[Given records — start]

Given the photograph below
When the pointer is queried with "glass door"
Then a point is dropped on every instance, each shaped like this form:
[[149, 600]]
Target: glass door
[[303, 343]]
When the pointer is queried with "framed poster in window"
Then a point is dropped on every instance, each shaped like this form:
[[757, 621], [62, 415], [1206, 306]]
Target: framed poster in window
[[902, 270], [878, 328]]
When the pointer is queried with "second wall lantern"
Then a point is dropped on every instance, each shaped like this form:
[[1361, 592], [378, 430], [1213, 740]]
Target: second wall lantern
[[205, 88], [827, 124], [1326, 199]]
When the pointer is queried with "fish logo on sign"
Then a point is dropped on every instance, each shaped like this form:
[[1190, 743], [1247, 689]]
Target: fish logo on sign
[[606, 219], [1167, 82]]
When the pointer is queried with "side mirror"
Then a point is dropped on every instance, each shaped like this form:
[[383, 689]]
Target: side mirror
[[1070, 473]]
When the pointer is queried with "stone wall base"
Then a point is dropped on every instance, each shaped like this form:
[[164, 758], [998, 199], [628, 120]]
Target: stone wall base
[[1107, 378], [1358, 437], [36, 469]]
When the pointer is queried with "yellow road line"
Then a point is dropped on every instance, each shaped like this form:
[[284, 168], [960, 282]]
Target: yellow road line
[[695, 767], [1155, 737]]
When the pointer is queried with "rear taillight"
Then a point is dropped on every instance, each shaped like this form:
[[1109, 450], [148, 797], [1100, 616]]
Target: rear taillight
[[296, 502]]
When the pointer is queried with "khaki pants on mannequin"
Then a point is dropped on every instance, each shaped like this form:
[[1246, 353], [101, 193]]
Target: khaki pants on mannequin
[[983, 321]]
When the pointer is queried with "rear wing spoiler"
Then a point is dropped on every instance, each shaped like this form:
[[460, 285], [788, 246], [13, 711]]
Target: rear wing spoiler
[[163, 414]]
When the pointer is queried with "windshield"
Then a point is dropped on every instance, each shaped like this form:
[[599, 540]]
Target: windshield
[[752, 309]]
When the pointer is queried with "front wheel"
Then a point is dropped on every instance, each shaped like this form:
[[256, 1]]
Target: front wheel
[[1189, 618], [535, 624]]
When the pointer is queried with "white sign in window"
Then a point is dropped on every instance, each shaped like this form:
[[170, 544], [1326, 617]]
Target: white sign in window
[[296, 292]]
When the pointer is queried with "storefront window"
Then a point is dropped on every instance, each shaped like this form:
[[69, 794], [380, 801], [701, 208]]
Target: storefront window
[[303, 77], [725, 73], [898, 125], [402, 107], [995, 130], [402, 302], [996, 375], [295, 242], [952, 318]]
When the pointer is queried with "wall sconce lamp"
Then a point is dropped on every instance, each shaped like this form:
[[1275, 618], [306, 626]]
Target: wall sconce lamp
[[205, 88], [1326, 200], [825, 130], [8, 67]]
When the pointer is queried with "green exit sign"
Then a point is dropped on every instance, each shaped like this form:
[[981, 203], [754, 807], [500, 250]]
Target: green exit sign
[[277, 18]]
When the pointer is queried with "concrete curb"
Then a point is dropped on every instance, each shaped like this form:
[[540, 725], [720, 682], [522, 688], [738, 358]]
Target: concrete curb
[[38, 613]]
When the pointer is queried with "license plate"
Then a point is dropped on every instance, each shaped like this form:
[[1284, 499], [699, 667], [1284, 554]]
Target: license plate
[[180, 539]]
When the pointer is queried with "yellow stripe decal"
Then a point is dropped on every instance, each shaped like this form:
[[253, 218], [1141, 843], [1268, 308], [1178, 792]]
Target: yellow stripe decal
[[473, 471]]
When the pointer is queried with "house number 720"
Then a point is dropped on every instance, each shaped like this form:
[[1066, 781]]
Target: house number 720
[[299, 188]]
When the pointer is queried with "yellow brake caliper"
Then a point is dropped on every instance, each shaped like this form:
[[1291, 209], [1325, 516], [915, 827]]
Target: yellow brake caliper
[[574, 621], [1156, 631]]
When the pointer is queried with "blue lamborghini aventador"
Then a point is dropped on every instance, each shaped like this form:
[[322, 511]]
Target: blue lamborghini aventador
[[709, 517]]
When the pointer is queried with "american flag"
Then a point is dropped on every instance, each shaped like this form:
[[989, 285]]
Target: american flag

[Given records — finish]

Problem requirements.
The task calls for every line of the material that contains the string "flag".

Response.
When the pointer is queried with "american flag"
Target: american flag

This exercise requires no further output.